┌─ DATA FOR THIS EXERCISE
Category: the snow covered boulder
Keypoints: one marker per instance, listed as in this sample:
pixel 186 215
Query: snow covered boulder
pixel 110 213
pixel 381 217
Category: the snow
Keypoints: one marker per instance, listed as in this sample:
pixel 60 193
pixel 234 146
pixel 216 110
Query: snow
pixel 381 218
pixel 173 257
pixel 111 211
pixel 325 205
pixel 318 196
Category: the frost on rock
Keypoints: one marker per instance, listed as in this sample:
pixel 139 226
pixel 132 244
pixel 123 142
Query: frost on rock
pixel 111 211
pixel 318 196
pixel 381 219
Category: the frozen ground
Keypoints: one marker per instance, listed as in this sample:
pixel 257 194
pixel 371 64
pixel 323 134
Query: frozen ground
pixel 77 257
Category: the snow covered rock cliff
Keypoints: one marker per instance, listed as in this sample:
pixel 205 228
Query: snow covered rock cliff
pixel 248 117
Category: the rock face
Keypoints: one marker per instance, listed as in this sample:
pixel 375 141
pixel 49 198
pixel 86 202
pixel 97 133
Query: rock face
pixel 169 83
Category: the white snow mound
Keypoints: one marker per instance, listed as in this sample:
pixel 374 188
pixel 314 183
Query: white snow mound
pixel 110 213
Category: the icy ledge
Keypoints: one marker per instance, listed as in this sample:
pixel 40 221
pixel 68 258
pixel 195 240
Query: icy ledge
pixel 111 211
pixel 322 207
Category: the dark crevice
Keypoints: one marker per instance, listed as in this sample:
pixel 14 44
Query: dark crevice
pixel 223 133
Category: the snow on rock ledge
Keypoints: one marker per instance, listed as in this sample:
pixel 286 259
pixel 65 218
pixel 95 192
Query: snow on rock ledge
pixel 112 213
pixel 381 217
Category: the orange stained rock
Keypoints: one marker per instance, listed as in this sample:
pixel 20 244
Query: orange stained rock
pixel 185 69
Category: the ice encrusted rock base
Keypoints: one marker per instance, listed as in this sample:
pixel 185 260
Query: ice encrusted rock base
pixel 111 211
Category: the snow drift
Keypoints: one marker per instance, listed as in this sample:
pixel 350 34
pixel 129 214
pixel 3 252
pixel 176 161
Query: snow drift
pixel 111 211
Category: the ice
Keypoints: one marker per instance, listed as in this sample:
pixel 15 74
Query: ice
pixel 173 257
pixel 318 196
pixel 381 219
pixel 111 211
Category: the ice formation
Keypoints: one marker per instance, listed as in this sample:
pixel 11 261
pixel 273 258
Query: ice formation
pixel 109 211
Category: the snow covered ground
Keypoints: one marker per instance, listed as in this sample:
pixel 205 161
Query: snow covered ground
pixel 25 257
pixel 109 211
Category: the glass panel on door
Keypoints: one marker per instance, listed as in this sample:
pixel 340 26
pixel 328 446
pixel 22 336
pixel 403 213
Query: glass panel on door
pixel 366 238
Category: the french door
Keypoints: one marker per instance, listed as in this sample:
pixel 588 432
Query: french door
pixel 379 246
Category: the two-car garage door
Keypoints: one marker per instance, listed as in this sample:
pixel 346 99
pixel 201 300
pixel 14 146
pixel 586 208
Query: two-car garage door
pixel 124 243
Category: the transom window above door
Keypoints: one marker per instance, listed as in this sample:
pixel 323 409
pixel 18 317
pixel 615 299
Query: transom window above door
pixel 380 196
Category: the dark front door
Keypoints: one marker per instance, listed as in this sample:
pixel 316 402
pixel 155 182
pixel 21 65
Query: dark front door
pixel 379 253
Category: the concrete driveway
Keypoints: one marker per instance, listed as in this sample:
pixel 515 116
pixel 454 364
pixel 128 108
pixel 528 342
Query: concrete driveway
└─
> **TASK**
Would you copy, unchanged, the stretch of the records above that begins at the line containing "pixel 216 110" and ends at the line containing "pixel 323 134", and only that?

> **ANSWER TO THE PROBLEM**
pixel 216 110
Query: snow
pixel 381 218
pixel 173 257
pixel 111 211
pixel 325 205
pixel 318 196
Category: the frost on rock
Keypoints: one marker per instance, listed as in this sample:
pixel 139 226
pixel 132 244
pixel 123 142
Query: frost on rock
pixel 111 211
pixel 318 196
pixel 381 219
Category: the frozen ground
Keypoints: one marker per instance, listed as in this sample:
pixel 257 194
pixel 371 64
pixel 323 134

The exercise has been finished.